**Exercise prompt:**
Collect every line in the records below that contains the word "black" and copy each of those lines in full.

**Working data:**
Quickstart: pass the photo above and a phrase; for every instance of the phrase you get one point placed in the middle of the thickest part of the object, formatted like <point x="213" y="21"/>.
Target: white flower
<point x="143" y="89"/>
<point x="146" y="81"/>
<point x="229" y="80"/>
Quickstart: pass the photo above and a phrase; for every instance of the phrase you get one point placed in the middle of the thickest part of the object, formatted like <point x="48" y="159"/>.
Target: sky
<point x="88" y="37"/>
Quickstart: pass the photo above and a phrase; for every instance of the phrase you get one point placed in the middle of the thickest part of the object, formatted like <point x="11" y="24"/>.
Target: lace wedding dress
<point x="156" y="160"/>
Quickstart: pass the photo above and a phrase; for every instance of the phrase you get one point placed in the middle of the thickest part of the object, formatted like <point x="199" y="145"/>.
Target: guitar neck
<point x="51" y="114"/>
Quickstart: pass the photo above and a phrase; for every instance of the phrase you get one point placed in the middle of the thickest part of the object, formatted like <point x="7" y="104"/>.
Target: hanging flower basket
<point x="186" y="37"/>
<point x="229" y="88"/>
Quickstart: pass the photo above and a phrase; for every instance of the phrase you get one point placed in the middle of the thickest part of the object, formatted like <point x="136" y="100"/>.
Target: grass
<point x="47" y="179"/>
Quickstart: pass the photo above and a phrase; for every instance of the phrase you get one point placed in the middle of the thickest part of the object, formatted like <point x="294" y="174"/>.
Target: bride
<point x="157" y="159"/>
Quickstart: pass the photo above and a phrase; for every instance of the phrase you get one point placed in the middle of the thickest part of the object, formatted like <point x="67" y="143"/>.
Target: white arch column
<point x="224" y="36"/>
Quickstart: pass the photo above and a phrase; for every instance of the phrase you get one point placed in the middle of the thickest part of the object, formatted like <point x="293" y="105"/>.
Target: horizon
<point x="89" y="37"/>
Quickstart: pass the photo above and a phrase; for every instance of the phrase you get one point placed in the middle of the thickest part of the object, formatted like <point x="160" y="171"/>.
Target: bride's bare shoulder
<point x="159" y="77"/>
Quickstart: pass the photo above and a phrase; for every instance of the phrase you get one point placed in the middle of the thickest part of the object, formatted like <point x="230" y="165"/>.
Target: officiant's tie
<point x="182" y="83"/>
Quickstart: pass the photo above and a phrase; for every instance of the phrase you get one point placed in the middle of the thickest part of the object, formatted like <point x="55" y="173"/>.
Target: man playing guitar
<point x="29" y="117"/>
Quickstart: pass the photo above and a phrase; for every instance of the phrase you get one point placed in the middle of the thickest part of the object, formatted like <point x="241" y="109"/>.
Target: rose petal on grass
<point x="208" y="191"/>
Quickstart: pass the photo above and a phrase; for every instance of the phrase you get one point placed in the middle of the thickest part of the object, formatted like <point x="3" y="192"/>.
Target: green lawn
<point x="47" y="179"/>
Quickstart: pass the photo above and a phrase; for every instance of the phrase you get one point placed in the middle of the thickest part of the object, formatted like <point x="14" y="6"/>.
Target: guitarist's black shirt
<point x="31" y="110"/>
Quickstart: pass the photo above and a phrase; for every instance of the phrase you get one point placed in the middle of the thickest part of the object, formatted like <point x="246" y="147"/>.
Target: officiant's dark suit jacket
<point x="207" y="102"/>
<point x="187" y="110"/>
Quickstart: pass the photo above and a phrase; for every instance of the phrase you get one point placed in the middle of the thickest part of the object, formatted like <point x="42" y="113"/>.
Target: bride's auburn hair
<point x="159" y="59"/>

---

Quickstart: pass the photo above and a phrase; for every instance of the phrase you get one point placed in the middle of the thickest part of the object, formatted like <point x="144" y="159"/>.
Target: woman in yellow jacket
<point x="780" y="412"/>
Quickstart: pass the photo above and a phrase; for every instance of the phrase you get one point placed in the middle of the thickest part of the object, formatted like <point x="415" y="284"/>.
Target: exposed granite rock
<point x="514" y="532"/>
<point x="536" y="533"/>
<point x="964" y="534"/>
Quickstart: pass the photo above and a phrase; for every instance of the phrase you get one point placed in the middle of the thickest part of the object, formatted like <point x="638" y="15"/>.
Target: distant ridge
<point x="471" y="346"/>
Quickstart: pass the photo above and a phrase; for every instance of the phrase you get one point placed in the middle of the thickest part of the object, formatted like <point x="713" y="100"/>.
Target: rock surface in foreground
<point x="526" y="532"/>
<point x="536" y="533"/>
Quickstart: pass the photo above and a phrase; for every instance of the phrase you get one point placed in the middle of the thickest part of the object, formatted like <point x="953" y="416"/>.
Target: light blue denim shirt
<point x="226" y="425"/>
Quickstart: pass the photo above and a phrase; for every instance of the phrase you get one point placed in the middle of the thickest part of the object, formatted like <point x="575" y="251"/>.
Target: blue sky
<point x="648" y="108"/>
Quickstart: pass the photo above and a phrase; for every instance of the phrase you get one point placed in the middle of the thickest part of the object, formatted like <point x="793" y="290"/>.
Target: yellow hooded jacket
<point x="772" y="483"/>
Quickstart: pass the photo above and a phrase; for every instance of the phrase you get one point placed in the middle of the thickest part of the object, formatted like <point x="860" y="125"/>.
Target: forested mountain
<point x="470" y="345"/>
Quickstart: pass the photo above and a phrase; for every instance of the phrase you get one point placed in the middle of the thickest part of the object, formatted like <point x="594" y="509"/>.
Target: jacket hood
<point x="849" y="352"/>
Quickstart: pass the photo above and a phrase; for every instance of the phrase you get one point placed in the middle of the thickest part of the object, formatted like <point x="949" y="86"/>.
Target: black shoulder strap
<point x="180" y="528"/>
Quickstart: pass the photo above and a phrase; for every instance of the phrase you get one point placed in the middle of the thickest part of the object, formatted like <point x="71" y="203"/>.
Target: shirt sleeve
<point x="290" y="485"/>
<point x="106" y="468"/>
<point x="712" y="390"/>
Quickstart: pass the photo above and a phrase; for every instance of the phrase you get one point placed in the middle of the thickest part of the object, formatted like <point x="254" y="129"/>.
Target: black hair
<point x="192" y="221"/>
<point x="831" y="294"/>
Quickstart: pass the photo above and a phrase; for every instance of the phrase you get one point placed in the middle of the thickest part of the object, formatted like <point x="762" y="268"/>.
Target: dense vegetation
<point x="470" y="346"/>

**Task result:**
Target: guitarist's black shirt
Target: black shoulder strap
Target: black hair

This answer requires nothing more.